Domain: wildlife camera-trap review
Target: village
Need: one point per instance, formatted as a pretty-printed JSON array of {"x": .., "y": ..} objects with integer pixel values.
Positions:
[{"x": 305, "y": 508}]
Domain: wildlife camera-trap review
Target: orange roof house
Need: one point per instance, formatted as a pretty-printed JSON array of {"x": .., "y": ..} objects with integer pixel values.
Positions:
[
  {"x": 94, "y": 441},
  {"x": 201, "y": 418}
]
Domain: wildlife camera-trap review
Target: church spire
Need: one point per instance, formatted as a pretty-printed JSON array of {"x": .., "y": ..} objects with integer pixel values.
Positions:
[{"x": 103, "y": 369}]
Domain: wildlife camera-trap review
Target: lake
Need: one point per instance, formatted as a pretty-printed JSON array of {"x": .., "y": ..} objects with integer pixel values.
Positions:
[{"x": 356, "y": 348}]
━━━━━━━━
▸ Istruzione assegnata: Riporti per intero tutte le righe qui sopra, richieste comprese, ridimensionando le coordinate in pixel delle risposte: moltiplichi ciascuna per 0,95 e la arrotondi all'intero, con le metà arrotondate per eccesso.

▸ Esito del compito:
Domain: wildlife camera-trap review
Target: village
Need: one point per instance, formatted as a pretty-printed JSON array of {"x": .., "y": ..} objects with integer pixel values.
Positions:
[{"x": 290, "y": 483}]
Domain: wildlife camera-trap review
Target: orange roof house
Need: one point per instance, formatted as a pretty-printed JSON array of {"x": .., "y": ..} objects with integer pixel values.
Positions:
[
  {"x": 89, "y": 419},
  {"x": 191, "y": 397}
]
Domain: wildlife camera-trap review
Target: church spire
Need: one point per instance, formatted as a pretty-printed JSON array of {"x": .., "y": ..} objects with integer pixel values.
Positions:
[{"x": 98, "y": 351}]
Domain: wildlife camera-trap review
Target: lake
Need: one point per instance, formatted as a pretty-printed JSON array of {"x": .., "y": ..} objects with integer pixel values.
Positions:
[{"x": 338, "y": 331}]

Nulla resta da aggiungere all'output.